Quote verbatim the lines of the entries below, starting with the line containing "Where can you spot the jersey" and running through the final line of the entries, both ends included.

= = = =

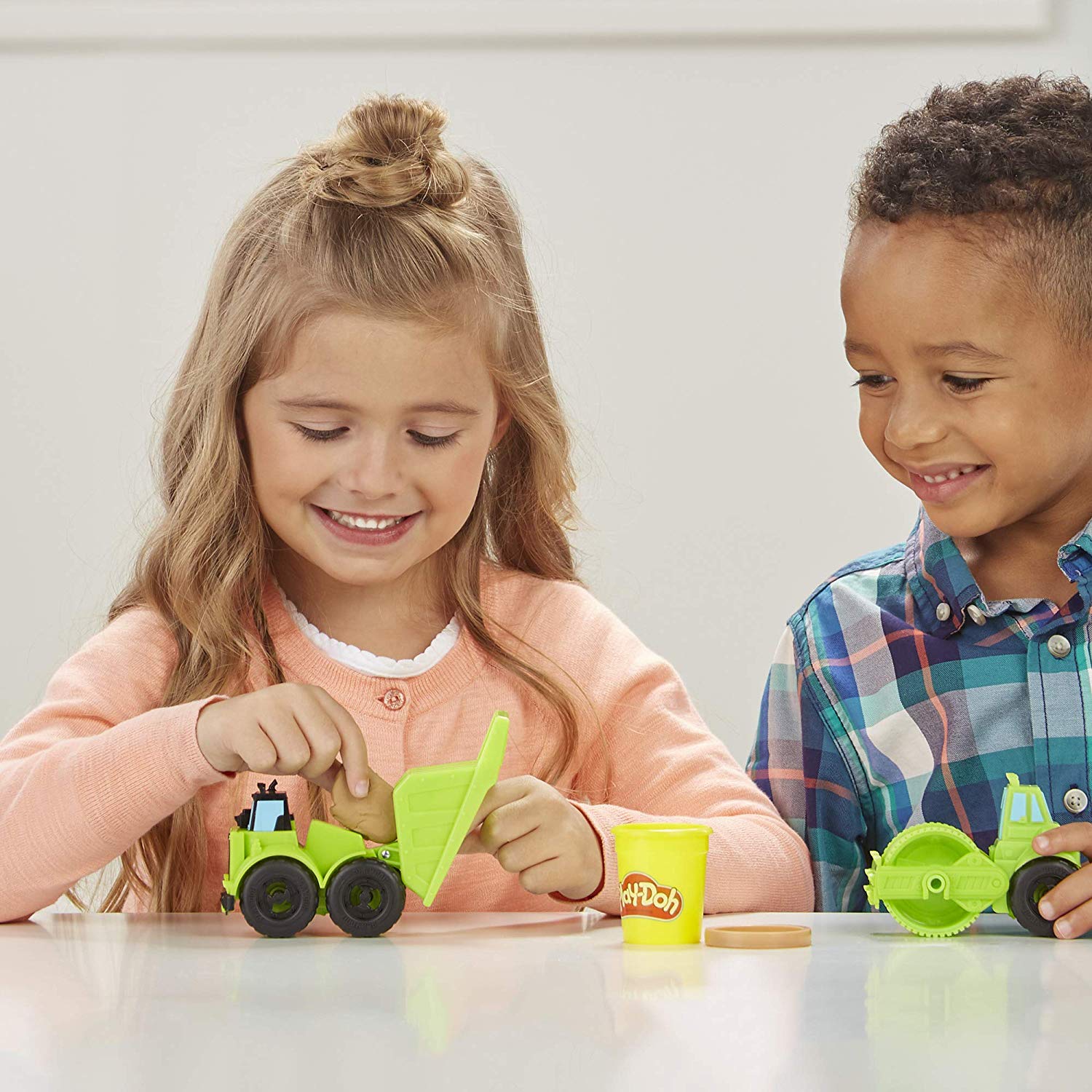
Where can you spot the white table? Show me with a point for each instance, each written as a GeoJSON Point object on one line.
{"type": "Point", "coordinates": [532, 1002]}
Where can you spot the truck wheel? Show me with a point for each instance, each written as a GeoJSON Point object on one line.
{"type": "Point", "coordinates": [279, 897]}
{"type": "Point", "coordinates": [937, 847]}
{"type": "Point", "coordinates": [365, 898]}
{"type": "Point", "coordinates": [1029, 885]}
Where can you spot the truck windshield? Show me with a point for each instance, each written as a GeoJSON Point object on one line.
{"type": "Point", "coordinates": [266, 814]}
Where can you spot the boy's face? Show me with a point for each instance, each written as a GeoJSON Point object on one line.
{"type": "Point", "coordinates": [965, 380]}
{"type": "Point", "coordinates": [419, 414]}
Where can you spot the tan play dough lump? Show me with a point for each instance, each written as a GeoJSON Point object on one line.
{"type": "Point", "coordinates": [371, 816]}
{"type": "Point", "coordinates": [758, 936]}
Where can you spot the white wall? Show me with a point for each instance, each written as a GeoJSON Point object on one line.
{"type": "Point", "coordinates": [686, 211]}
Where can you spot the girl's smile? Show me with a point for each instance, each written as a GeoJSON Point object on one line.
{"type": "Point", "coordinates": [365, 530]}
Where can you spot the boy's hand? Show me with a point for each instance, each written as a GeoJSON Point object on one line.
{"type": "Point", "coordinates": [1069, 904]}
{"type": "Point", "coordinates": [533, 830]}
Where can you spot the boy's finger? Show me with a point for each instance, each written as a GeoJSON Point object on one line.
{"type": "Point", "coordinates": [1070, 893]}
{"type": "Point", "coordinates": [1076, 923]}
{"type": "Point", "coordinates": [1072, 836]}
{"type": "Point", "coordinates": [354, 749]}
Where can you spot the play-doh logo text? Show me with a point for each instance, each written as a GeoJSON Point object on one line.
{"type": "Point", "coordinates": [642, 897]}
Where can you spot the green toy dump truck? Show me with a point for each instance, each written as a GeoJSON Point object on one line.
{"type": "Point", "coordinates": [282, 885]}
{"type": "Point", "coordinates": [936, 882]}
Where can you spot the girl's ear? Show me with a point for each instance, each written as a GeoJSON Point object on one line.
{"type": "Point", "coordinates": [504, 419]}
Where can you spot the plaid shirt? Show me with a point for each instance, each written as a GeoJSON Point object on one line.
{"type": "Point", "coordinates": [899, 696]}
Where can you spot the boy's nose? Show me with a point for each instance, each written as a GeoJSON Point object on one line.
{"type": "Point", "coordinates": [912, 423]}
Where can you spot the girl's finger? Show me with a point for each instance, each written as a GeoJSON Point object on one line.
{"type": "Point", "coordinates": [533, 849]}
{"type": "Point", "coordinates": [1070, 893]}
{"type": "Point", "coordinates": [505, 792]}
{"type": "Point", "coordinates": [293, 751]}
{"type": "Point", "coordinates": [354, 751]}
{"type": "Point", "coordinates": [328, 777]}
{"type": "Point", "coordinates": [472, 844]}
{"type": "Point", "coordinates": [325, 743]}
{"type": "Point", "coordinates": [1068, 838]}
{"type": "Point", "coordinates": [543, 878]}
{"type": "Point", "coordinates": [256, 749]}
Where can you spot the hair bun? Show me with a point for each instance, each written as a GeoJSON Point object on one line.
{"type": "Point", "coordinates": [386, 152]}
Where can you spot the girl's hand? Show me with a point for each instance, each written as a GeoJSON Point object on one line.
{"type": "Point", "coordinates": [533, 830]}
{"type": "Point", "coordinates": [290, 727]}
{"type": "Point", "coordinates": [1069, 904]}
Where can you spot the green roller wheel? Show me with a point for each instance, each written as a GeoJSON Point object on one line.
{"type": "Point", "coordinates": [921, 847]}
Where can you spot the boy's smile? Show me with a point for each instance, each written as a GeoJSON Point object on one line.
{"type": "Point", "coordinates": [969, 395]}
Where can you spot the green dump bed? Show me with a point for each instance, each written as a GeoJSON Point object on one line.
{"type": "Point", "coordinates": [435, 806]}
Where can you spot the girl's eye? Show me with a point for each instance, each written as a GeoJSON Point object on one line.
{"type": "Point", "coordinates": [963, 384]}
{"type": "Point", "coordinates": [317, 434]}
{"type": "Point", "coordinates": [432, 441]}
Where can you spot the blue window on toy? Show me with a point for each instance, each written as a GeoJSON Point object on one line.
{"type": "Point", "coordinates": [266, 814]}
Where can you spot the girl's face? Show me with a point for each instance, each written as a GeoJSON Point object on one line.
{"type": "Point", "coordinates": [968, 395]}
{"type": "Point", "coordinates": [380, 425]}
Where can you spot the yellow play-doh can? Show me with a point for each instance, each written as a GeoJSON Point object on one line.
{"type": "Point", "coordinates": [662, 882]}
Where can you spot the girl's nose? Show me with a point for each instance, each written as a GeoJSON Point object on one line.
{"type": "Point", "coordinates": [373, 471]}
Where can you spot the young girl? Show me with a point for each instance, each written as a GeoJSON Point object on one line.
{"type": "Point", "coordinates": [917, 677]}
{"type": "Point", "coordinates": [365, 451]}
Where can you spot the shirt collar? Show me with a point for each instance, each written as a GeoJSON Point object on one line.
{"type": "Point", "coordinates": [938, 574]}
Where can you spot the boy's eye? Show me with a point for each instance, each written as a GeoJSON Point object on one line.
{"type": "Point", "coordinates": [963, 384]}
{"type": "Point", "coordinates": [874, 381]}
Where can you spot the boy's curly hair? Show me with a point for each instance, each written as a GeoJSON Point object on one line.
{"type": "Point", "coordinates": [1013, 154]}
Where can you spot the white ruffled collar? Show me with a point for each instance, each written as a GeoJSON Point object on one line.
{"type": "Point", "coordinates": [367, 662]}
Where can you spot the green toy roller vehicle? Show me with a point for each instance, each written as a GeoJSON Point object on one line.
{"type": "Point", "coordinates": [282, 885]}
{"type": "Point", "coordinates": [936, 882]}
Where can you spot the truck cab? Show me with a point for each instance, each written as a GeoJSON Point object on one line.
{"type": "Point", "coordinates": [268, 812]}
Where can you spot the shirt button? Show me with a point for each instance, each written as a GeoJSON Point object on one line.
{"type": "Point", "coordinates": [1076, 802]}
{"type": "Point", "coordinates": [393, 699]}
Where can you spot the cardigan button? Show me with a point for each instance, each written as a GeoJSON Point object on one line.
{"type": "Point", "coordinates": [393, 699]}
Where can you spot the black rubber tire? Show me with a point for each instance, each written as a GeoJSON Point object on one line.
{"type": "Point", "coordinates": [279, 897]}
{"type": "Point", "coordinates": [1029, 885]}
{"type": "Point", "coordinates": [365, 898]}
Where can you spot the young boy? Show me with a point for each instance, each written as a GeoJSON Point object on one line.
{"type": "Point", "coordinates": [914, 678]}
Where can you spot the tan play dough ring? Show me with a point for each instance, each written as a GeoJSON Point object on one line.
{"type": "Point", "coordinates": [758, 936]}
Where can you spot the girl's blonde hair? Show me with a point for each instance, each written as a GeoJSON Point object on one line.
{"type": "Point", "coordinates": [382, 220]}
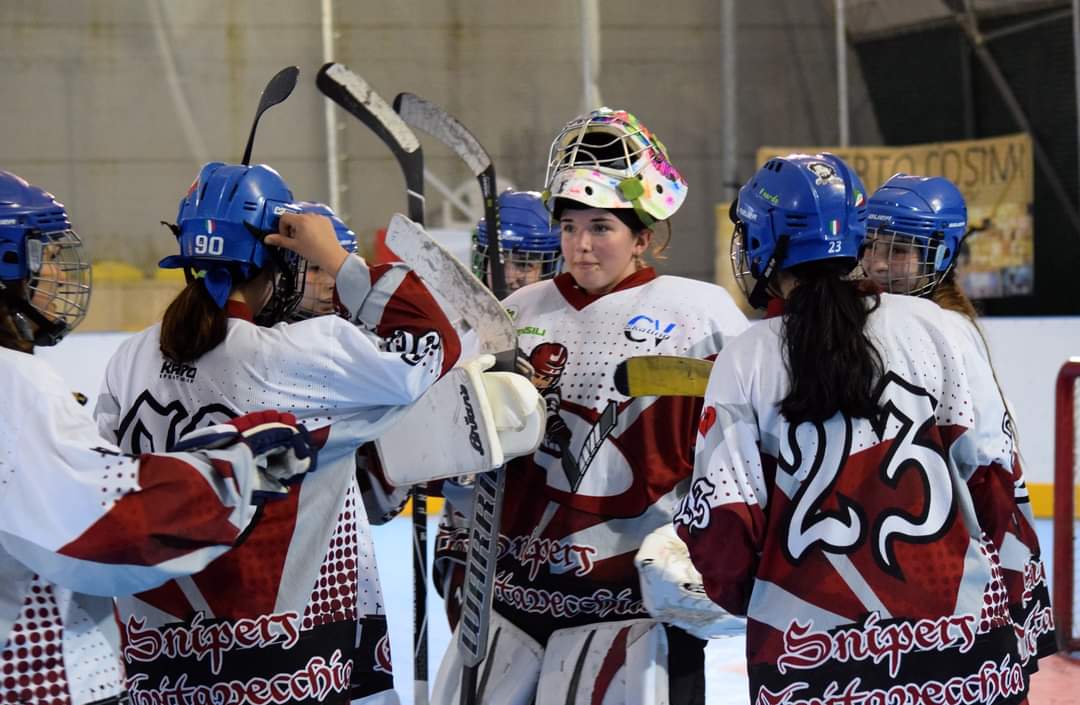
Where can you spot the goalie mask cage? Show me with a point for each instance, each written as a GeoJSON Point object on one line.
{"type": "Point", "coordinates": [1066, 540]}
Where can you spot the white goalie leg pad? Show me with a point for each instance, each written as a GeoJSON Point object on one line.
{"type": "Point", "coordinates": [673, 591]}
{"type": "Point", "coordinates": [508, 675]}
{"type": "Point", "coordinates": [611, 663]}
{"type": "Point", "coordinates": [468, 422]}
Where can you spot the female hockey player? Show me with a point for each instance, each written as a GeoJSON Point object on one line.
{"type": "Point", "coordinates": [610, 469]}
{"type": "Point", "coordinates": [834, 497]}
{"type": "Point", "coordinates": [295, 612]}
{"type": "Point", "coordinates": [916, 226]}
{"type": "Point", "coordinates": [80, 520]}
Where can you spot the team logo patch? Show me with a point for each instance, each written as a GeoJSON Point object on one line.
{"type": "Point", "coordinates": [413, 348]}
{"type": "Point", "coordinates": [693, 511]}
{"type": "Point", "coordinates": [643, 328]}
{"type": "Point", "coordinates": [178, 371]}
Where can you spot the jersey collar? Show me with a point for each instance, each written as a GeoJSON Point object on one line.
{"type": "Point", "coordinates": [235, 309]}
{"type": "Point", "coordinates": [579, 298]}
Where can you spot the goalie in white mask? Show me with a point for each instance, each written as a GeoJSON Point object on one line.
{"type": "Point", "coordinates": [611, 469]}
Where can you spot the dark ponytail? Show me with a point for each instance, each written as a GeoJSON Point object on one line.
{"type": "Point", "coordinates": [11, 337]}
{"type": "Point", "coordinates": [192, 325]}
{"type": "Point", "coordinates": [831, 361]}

= = = =

■ SOLUTION FOR THIS EXERCISE:
Where can you spot the jersey collar? Show me with a point for each instance, each written as a GeoJSON Point object on one line.
{"type": "Point", "coordinates": [235, 309]}
{"type": "Point", "coordinates": [579, 298]}
Where can you spot the goalie in white mask? Show me with a point for each instance, each written as a GeoJSON Point object on one line.
{"type": "Point", "coordinates": [611, 469]}
Where can you spot the dark ponytail? Show me with a point for each instance, each written as a GeoJSON Point object on one line.
{"type": "Point", "coordinates": [11, 337]}
{"type": "Point", "coordinates": [192, 325]}
{"type": "Point", "coordinates": [831, 361]}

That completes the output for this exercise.